Document segment:
OMVIC (Ontario Motor Vehicle Industry Council) is a council that regulates motor vehicle sales, administers and enforces the Motor Vehicle Dealers Act on behalf of the Ontario Ministry of Government and Consumer Services (MGCS) in Ontario. OMVIC's mandate is to maintain a fair and informed marketplace, by protecting the rights of consumers while enhancing the professionalism of the industry, and ensuring fair, honest, and open competition for registered motor vehicle dealers.

OMVIC has been embroiled in several controversies in the past few years, related to the integrity of its leadership and its willingness to help consumers.

== History ==
Prior to 1997, Ontario's motor vehicle dealer industry was regulated by the Ministry of Consumer and Commercial Relations (now the Ministry of Government and Consumer Services). OMVIC's creation on April 7, 1997, marked the first regulated business sector to move to self-management.

OMVIC's authority for day-to-day administration comes from the Safety and Consumer Statutes Administration Act. The Safety and Consumer Statutes Administration Act (Bill 54) was proclaimed on July 22, 1996. This Act, as provided for in Bill 54, created "administrative authorities"—non-profit corporations independent of both industry associations and the government—that deliver services and programs for different industries regulated by the ministry.

== Services ==

As the regulator of motor vehicle sales in Ontario, OMVIC's mandate is to maintain a fair and informed marketplace by protecting the rights of consumers, enhancing industry professionalism, and ensuring fair, honest, and open competition for registered motor vehicle dealers.

This is achieved by:

- Maintaining strict dealer and salesperson registration requirements
- Inspecting all Ontario motor vehicle dealers (new and used)
- Providing free complaint handling to consumers
- Developing and delivering consumer and dealer education and awareness programs
- Investigating and prosecuting industry non-compliance and illegal sales (curbside)

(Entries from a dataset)

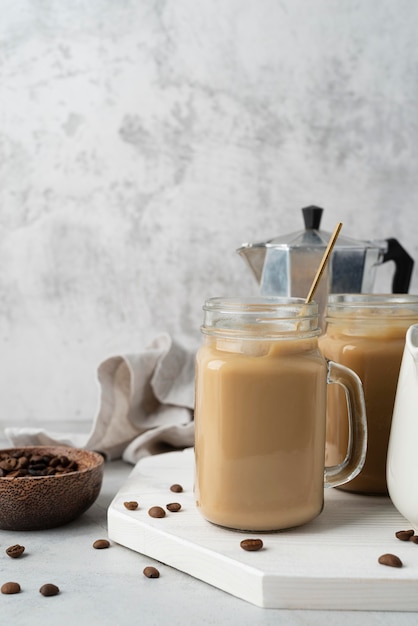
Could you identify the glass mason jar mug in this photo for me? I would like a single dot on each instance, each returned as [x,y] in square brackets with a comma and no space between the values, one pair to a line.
[260,415]
[366,332]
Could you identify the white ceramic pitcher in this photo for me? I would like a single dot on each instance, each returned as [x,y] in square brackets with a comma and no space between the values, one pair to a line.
[402,460]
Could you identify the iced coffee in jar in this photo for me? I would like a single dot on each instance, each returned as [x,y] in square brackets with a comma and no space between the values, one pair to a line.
[260,415]
[366,332]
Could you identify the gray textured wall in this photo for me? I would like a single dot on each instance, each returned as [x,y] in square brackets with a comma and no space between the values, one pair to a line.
[141,141]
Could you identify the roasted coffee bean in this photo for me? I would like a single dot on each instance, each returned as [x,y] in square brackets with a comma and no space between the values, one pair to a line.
[20,464]
[10,587]
[404,535]
[132,505]
[151,572]
[15,551]
[173,507]
[251,545]
[156,511]
[49,589]
[101,544]
[8,464]
[390,559]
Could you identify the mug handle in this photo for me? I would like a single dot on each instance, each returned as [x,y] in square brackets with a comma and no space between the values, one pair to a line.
[352,465]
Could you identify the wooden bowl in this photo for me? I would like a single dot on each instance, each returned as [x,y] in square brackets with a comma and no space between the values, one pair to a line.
[37,502]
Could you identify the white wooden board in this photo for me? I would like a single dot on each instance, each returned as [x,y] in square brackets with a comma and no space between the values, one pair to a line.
[331,563]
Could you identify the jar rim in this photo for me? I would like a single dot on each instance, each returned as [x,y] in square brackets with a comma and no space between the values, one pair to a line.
[261,316]
[375,300]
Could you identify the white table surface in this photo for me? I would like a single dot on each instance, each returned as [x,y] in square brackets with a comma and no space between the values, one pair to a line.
[107,587]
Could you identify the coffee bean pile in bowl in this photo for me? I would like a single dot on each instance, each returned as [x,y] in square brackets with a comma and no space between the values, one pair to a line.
[47,486]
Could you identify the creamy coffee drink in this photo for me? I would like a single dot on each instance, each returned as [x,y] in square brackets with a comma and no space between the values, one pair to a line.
[260,433]
[366,334]
[260,415]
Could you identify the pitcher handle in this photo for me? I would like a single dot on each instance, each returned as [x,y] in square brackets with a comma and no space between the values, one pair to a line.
[352,465]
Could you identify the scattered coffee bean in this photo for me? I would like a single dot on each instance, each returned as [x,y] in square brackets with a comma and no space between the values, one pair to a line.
[101,544]
[49,589]
[151,572]
[156,511]
[132,505]
[404,535]
[22,463]
[173,507]
[391,560]
[251,545]
[15,551]
[10,588]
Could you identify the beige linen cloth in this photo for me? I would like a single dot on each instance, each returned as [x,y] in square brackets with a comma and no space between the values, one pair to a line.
[146,405]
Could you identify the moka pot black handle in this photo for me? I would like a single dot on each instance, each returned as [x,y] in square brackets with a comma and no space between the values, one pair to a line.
[404,264]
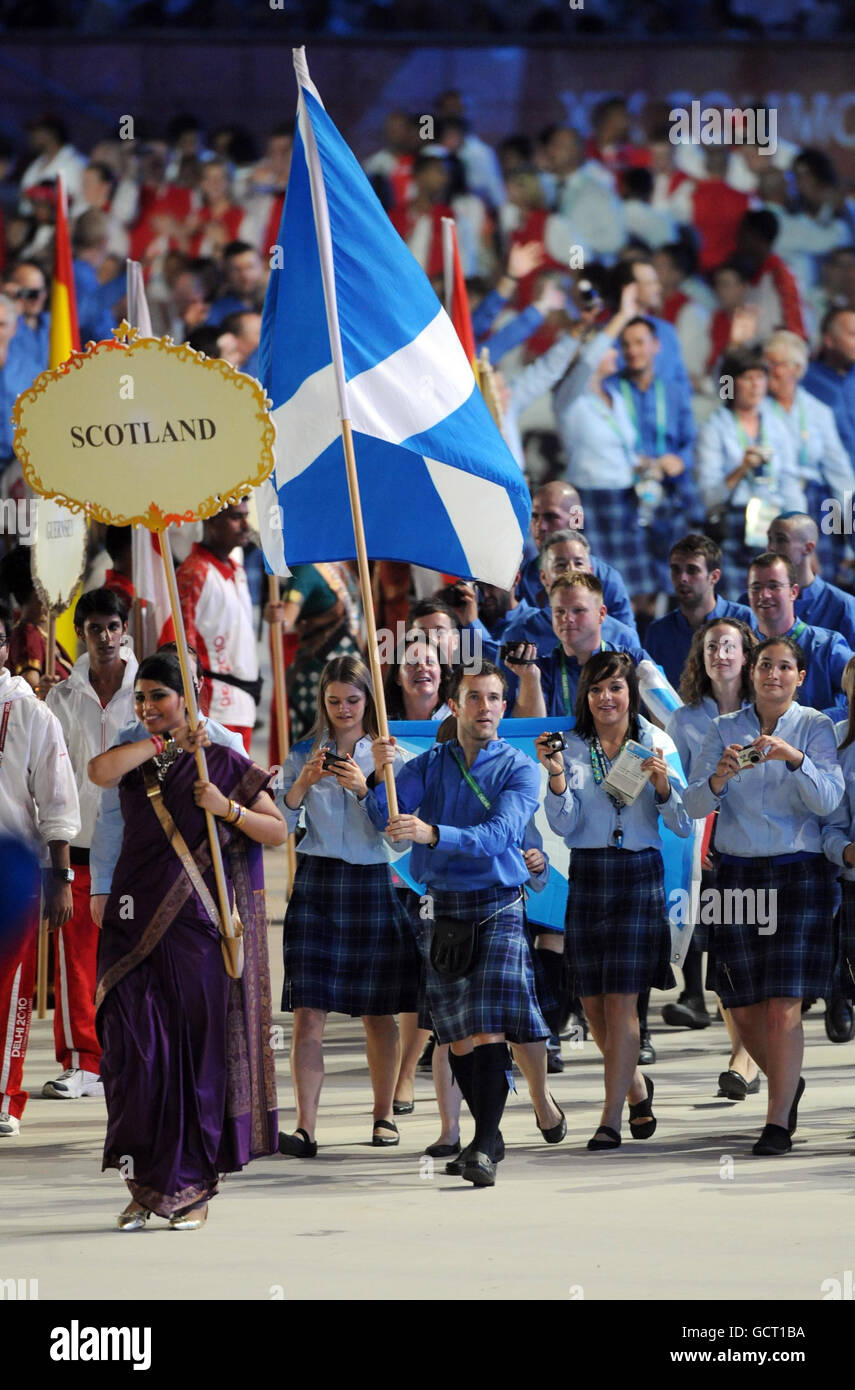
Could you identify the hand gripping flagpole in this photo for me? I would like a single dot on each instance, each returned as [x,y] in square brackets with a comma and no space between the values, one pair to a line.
[324,241]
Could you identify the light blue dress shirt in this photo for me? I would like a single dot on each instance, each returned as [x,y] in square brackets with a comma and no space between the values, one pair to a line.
[585,816]
[335,823]
[768,809]
[110,824]
[478,847]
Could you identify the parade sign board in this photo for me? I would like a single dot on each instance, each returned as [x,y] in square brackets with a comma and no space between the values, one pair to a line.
[59,552]
[143,432]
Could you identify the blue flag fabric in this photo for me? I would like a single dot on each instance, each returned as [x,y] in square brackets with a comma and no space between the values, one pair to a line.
[352,330]
[547,908]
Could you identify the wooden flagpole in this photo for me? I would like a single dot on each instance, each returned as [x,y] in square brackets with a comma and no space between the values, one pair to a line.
[189,694]
[281,706]
[50,665]
[364,585]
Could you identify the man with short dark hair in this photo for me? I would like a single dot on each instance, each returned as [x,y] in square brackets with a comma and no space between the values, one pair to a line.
[474,797]
[217,617]
[92,705]
[695,566]
[772,592]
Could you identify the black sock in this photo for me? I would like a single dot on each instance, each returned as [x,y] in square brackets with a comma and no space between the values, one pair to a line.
[554,973]
[693,984]
[642,1009]
[490,1094]
[462,1070]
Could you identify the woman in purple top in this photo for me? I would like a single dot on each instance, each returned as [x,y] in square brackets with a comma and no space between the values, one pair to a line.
[186,1065]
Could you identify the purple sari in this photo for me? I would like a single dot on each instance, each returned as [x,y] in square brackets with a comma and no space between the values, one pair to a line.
[186,1062]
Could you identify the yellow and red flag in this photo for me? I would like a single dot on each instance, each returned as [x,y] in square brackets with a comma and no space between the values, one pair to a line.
[64,332]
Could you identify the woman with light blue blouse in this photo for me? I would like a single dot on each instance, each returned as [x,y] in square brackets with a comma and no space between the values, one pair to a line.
[715,681]
[772,772]
[839,841]
[745,466]
[617,936]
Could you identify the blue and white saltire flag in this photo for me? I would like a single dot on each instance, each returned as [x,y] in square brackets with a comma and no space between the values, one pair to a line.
[353,331]
[547,908]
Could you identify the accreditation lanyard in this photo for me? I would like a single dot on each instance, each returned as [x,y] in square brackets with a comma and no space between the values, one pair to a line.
[471,781]
[7,710]
[802,431]
[601,766]
[566,677]
[661,413]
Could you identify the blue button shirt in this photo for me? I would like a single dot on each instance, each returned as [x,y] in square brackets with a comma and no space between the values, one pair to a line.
[669,638]
[335,823]
[837,392]
[615,594]
[478,847]
[110,824]
[552,684]
[585,818]
[768,809]
[839,829]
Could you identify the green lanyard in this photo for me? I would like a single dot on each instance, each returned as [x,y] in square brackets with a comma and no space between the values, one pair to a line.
[566,677]
[802,431]
[471,781]
[661,413]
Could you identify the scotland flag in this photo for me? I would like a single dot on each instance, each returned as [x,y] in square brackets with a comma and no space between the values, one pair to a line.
[353,331]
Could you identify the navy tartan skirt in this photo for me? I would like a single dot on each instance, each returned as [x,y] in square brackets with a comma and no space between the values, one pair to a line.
[617,937]
[847,940]
[348,943]
[498,994]
[787,951]
[615,535]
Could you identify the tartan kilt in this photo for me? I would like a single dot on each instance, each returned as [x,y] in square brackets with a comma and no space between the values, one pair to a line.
[847,938]
[613,534]
[617,936]
[797,959]
[348,944]
[498,994]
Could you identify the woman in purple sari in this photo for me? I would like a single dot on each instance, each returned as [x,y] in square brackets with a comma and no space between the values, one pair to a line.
[186,1064]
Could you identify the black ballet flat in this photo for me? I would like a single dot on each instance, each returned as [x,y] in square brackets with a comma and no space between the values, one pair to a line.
[556,1132]
[793,1116]
[612,1141]
[644,1111]
[773,1140]
[298,1147]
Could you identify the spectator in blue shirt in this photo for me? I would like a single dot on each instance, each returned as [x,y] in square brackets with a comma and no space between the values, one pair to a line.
[772,592]
[556,506]
[548,685]
[832,375]
[695,567]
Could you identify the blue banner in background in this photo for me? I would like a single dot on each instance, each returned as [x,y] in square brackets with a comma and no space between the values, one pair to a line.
[548,906]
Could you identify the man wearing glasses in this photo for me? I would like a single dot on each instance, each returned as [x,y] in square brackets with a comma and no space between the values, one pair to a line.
[772,592]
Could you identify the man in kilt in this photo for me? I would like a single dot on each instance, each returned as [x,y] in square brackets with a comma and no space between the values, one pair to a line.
[474,797]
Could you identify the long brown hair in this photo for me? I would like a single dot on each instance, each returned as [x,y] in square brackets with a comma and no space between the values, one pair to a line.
[694,683]
[346,670]
[599,667]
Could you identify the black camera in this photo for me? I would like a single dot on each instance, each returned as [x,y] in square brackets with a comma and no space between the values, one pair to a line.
[505,655]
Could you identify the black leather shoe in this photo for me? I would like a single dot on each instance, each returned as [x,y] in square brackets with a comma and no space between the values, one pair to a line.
[480,1171]
[773,1140]
[456,1165]
[686,1014]
[840,1020]
[734,1086]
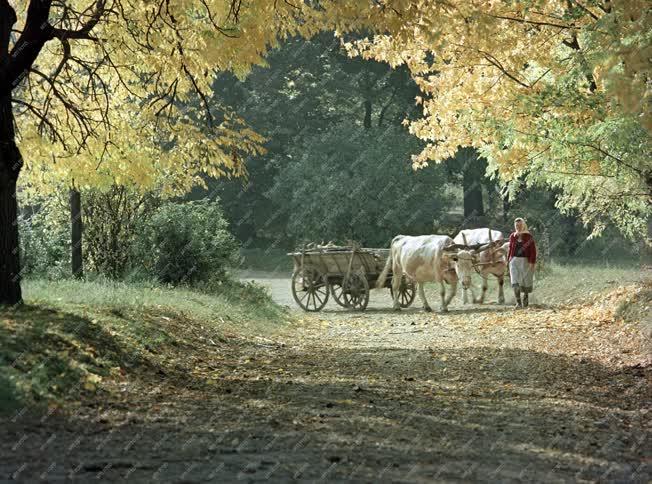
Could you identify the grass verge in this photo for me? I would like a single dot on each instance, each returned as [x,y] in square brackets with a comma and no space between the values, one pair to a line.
[71,335]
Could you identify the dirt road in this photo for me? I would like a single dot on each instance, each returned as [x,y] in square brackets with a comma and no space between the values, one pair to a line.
[486,393]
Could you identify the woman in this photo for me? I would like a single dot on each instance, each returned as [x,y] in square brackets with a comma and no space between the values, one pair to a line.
[522,257]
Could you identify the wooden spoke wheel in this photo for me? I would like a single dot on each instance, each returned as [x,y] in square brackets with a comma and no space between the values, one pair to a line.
[355,291]
[338,294]
[310,289]
[406,292]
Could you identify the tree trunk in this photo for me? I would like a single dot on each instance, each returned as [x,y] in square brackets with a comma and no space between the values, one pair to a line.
[76,230]
[472,174]
[10,165]
[646,246]
[367,114]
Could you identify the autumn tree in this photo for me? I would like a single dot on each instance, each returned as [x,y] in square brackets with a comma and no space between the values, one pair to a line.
[81,79]
[553,93]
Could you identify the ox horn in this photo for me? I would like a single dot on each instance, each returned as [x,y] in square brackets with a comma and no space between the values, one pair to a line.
[454,247]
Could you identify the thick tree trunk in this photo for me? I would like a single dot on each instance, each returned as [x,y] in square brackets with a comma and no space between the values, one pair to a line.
[10,165]
[76,230]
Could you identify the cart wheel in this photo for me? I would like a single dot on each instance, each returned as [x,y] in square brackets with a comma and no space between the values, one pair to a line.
[406,293]
[338,294]
[310,289]
[355,291]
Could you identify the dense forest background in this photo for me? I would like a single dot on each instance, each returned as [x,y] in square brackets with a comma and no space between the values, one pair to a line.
[338,164]
[337,167]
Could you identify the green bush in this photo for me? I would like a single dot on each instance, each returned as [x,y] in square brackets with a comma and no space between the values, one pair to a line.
[44,233]
[185,243]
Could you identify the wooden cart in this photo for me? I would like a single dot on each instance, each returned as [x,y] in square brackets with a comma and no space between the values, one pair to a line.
[346,273]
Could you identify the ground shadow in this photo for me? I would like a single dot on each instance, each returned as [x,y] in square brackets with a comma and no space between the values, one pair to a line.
[370,415]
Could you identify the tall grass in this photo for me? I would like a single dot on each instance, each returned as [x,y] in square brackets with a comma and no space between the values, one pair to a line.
[71,334]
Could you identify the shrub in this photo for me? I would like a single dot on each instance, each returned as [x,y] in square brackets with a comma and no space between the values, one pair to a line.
[185,243]
[44,232]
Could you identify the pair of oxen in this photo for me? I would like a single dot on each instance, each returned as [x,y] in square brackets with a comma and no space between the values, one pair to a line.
[442,259]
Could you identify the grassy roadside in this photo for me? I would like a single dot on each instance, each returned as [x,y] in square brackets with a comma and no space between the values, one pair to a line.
[71,336]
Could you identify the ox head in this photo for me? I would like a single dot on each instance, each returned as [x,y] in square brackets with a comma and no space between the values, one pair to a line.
[464,258]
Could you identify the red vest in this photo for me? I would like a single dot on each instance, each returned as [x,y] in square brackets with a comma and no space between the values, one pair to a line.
[529,247]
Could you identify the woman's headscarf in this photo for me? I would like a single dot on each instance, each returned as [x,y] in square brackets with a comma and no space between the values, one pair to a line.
[522,231]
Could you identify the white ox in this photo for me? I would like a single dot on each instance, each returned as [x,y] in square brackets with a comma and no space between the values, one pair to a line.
[492,261]
[422,259]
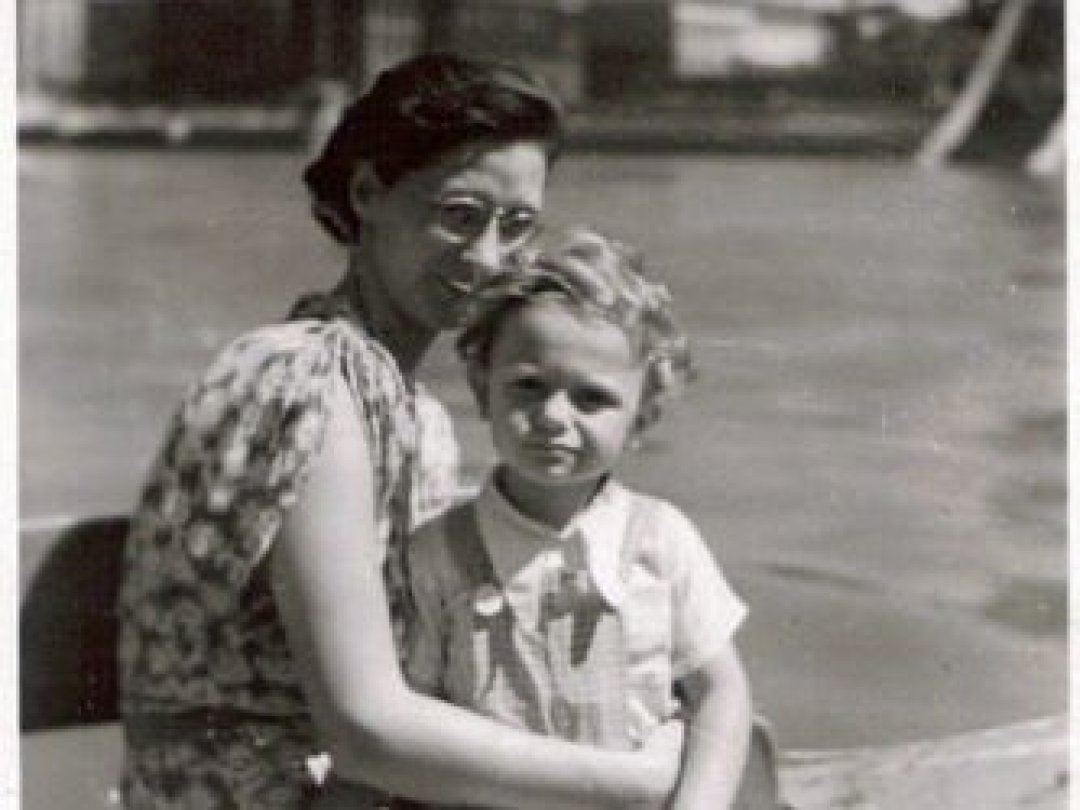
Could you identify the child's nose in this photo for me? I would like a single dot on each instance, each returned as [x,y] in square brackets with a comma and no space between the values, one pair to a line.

Objectives:
1 – According to the Ontario Motor Vehicle Industry Council article above, what means does OMVIC use to achieve its mandate? List every one.
2 – Write a continuation of the Ontario Motor Vehicle Industry Council article, starting right after its final line.

The responses:
1 –
- Maintaining strict dealer and salesperson registration requirements
- Inspecting all Ontario motor vehicle dealers (new and used)
- Providing free complaint handling to consumers
- Developing and delivering consumer and dealer education and awareness programs
- Investigating and prosecuting industry non-compliance and illegal sales (curbside)

2 –
==OMVIC’s Objectives==
OMVIC is focused on achieving:

- Consumer protection through the pursuit of those who would prey on an unwary public
- increased consumer confidence through compliance activities and complaint handling
- Consumer awareness through the dissemination of information concerning consumer rights (public information and awareness programs)
- Dealer professionalism through certification programs for new dealers and salespersons

==Registration==

Registration with OMVIC is mandatory for all automotive dealers (new or used) and salespeople in Ontario.

In order to become registered as a dealer or salesperson, each applicant is screened to ensure they meet the requirements of the Motor Vehicle Dealers Act (MVDA). OMVIC conducts a number of background checks on all applicants, and each applicant is required to provide a Canada-wide criminal record search at the time of application. These processes help ensure registered dealers and salespeople will conduct themselves with honesty and integrity and in a financially responsible manner—all requirements of the MVDA.

The minimum fine for acting as an unregistered dealer (curbsider) is $5,000.

=== Education ===
Registered dealers and salespeople who successfully pass the Certification Course through Georgian College's Automotive Business School of Canada and who then become registered with OMVIC are entitled to use the designation C.A.L.E., Certified in Automotive Law and Ethics.

Using the C.A.L.E. designation builds trust, strengthens credibility, and demonstrates to consumers that dealers and salespeople are proven professionals who have met Georgian College and OMVIC training standards.

=== Complaints and Inquiries ===
OMVIC's Complaints and Inquiries Team handles inquiries and complaints from both consumers and dealers regarding the conduct of OMVIC-registered dealers.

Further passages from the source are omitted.